| ESTRATTO FORNITO |

********************

Scarabocchi nella polvere

0
32

(Giovanni 8, 2-11)
Sermone del 06.04.2025

Una delle pagine forse più conosciute dei Vangeli racconta la storia dell’incontro di Gesù con una donna adultera, colta in flagrante, che sta per essere lapidata da una folla inferocita. In quella circostanza, Gesù compie un gesto che è rimasto celebre.

La mattina presto Gesù tornò al Tempio, e il popolo si affollò attorno a lui. Gesù si mise seduto, e cominciò a insegnare. I maestri della Legge e i farisei portarono davanti a Gesù una donna sorpresa in adulterio e gli dissero: “Maestro, questa donna è stata sorpresa mentre tradiva suo marito. Nella sua legge Mosè ci ha ordinato di uccidere queste donne infedeli a colpi di pietra. Tu, che cosa ne dici?”. Parlavano così per metterlo alla prova: volevano avere pretesti per accusarlo. Ma Gesù guardava in terra, e scriveva col dito nella polvere. Quelli però insistevano con le domande. Allora Gesù alzò la testa e disse: “Chi tra voi è senza peccati, scagli per primo una pietra contro di lei”. Poi si chinò di nuovo a scrivere in terra. Udite queste parole, quelli se ne andarono uno dopo l’altro, cominciando dai più anziani. Rimase soltanto Gesù, e la donna che era là in mezzo. Gesù si alzò e le disse: “Dove sono andati? Nessuno ti ha condannata?”. La donna rispose: “Nessuno, Signore”. Gesù disse: “Neppure io ti condanno. Va’, ma d’ora in poi non peccare più!”. (Giovanni 8, 2-11)

********************

| RIGHE FORNITE |

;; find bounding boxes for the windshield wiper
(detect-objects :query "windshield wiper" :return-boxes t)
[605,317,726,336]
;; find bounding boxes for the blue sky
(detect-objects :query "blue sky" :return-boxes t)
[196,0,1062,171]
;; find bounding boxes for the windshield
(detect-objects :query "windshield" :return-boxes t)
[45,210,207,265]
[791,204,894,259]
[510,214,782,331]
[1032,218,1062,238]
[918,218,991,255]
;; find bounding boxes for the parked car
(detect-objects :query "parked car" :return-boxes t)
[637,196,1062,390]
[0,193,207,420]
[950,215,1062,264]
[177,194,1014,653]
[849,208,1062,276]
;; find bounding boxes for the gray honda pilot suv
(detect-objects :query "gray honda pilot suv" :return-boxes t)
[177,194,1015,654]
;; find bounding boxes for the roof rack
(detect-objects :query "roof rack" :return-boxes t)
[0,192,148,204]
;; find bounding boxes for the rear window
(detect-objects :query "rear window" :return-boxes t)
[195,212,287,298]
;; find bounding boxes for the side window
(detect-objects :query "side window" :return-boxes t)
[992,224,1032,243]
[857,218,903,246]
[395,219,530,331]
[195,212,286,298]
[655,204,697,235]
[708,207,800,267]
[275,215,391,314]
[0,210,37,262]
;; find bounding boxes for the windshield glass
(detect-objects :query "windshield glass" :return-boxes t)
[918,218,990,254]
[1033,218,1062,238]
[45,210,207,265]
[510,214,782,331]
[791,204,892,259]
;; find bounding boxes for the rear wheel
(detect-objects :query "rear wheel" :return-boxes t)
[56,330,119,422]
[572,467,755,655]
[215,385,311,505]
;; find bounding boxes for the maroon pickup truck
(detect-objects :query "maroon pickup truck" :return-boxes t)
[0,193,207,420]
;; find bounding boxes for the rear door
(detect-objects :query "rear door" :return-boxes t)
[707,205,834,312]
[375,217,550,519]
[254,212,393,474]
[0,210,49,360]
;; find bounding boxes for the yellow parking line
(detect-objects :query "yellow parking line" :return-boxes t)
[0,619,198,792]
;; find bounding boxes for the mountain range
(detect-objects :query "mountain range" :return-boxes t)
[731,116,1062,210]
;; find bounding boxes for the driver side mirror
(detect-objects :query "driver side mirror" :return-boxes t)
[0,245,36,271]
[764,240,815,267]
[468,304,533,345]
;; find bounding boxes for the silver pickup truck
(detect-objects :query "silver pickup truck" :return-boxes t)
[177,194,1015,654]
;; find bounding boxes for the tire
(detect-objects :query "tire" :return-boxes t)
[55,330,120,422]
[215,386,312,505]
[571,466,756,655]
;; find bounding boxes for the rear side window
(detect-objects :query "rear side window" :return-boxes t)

********************

| OPERAZIONI RICHIESTE |
1. Traduci in inglese la frase del sermone "Gesù si mise seduto, e cominciò a insegnare."
2. Nel sermone, che cosa faceva Gesù col dito mentre guardava in terra?
3. Trascrivi dal sermone il passo che parte dalle parole "Sermone del 06.04.2025" e termina dopo "è rimasto celebre.".
Le righe non servono per svolgere le operazioni.

| RISPOSTE |
1. Jesus sat down and began to teach.

2. Scriveva nella polvere.

3.
Sermone del 06.04.2025

Una delle pagine forse più conosciute dei Vangeli racconta la storia dell’incontro di Gesù con una donna adultera, colta in flagrante, che sta per essere lapidata da una folla inferocita. In quella circostanza, Gesù compie un gesto che è rimasto celebre.